▶ **STATED TASK 1**: In the introduction below, why does the speaker say that nothing expresses what we are better than crying out? Answer in one to three sentences.
▶ **STATED TASK 2**:
Answer these questions from the introduction below, one line each:
(a) Where and on what dates was the International Assembly of Responsibles held?
(b) What title was chosen for the responsibles meeting?
(c) In what country was Andrea Aziani a missionary?

+++ DOCUMENT EXCERPT

Sunday, September 28, 2008

Faith: The ultimate expression of an affection for oneself

apostolic journey to France

Faith:
The ultimate expression of an affection for oneself
International Assembly of Responsibles of Communion and Liberation
La Thuile, Italy, August 19-23, 2008
Tuesday evening
August 19, 2008

Introduction
Julián Carrón

Nothing rings more true to men and women aware of themselves than the consciousness of their need; for this reason, nothing expresses what we are better than crying out, the cry of the needy person to the only One who can respond to this need. Therefore, let us begin this gesture of ours by helping each other, supporting each other to be totally ourselves in this cry, asking the Spirit to come to our aid.

Come Holy Spirit

I greet you one by one and welcome you to this gathering of responsibles, desiring that it be—as said in the title we've chosen for this responsibles meeting—"An Adventure for Oneself," an adventure for each one of us.
To prepare us and help us understand what this means, the Lord always makes events happen, rather than using a lot of words; He made another event occur just before our encounter, another exceptional fact: the death of our friend Andrea Aziani, a missionary in Peru, who worked for many years in the university, and who has left a mark wherever he's been.

++++++
+++ LISTED RECORDS

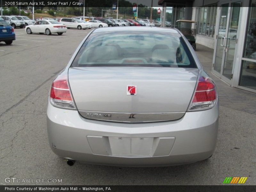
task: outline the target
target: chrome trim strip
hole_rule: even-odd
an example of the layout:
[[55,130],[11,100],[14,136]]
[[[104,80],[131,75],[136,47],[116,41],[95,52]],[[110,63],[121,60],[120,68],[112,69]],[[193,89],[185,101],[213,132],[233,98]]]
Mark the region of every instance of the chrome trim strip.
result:
[[117,113],[78,110],[84,117],[91,119],[128,123],[173,121],[182,117],[185,112],[172,113]]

++++++

▶ **RIGHT ANSWER 1**: Nothing rings more true to men and women aware of themselves than the consciousness of their need. Crying out is the cry of the needy person to the only One who can respond to that need, so it expresses what we are better than anything else.

▶ **RIGHT ANSWER 2**:
(a) La Thuile, Italy, August 19-23, 2008.
(b) "An Adventure for Oneself."
(c) Peru.